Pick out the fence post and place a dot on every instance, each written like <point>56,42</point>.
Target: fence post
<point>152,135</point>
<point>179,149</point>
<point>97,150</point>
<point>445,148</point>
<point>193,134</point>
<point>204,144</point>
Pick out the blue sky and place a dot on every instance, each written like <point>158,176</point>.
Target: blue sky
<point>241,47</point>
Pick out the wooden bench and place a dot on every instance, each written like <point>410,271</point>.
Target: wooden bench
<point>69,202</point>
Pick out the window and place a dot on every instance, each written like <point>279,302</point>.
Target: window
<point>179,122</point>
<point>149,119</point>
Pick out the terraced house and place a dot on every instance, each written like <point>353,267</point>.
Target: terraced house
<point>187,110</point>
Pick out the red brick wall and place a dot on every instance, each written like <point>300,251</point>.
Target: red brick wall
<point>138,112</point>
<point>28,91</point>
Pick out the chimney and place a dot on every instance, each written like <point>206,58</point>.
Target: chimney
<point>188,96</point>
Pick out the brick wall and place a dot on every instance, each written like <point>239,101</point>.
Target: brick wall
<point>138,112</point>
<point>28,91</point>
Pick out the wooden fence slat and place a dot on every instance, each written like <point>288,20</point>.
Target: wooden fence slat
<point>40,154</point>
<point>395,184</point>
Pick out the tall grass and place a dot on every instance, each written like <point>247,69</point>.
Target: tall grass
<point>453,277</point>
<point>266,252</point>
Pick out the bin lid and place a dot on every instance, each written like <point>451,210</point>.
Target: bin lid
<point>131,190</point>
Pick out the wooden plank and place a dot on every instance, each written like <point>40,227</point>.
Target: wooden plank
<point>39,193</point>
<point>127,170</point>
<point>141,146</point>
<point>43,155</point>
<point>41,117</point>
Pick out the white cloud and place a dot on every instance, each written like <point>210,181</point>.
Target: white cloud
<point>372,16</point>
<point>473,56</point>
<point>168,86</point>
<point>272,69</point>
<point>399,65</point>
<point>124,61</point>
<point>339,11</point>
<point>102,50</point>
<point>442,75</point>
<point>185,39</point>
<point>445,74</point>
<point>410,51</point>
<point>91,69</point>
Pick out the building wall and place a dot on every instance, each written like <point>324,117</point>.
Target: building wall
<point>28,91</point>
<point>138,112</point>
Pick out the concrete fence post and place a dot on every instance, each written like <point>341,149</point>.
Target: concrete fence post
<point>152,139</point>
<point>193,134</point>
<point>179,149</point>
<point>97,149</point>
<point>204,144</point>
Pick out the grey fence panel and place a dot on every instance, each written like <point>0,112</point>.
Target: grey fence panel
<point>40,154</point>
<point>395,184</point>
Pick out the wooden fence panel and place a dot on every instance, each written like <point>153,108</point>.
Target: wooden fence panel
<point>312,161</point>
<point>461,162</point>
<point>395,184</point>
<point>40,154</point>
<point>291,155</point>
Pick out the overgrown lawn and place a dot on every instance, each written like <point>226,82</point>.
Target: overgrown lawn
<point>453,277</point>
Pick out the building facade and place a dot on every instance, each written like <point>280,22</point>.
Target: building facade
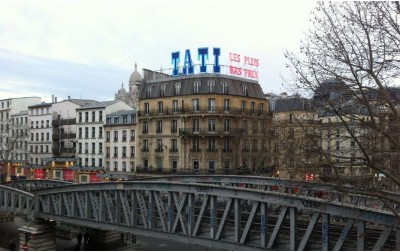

══════════

> INSTRUCTIONS FOR THE TASK: Copy nothing outside the span: please output the lines from the one with "Target: wooden plank" through the end of the entries above, and skip the pictures.

> YOUR SOLUTION:
Target: wooden plank
<point>39,193</point>
<point>127,170</point>
<point>141,146</point>
<point>43,155</point>
<point>41,117</point>
Pick out the white cloud and place a dot on every instance, each written like <point>210,181</point>.
Target: white cloud
<point>372,16</point>
<point>473,56</point>
<point>168,86</point>
<point>272,69</point>
<point>399,65</point>
<point>124,61</point>
<point>339,11</point>
<point>102,50</point>
<point>442,75</point>
<point>185,39</point>
<point>445,74</point>
<point>410,51</point>
<point>91,69</point>
Pick out the building wall and place a dot on every instance, each written like <point>324,117</point>.
Target: building wall
<point>28,91</point>
<point>138,112</point>
Pick out the concrete fence post and place a dot on every instance, each written like <point>341,149</point>.
Target: concrete fence post
<point>152,139</point>
<point>193,134</point>
<point>179,149</point>
<point>97,149</point>
<point>204,144</point>
Pick out the grey fence panel and place a dot on every instance, each written like <point>0,112</point>.
Target: grey fence panel
<point>40,154</point>
<point>395,184</point>
Pick out the wooden fence panel and place a dot on every instance, each written like <point>153,108</point>.
Target: wooden fence panel
<point>312,161</point>
<point>461,162</point>
<point>395,184</point>
<point>40,154</point>
<point>291,155</point>
Pick out the overgrown lawn and place a dot on every instance, each written like <point>226,82</point>.
Target: overgrown lawn
<point>453,277</point>
Pick out the building facade and place a dot on every instance, each written like <point>280,22</point>.
Target: building facade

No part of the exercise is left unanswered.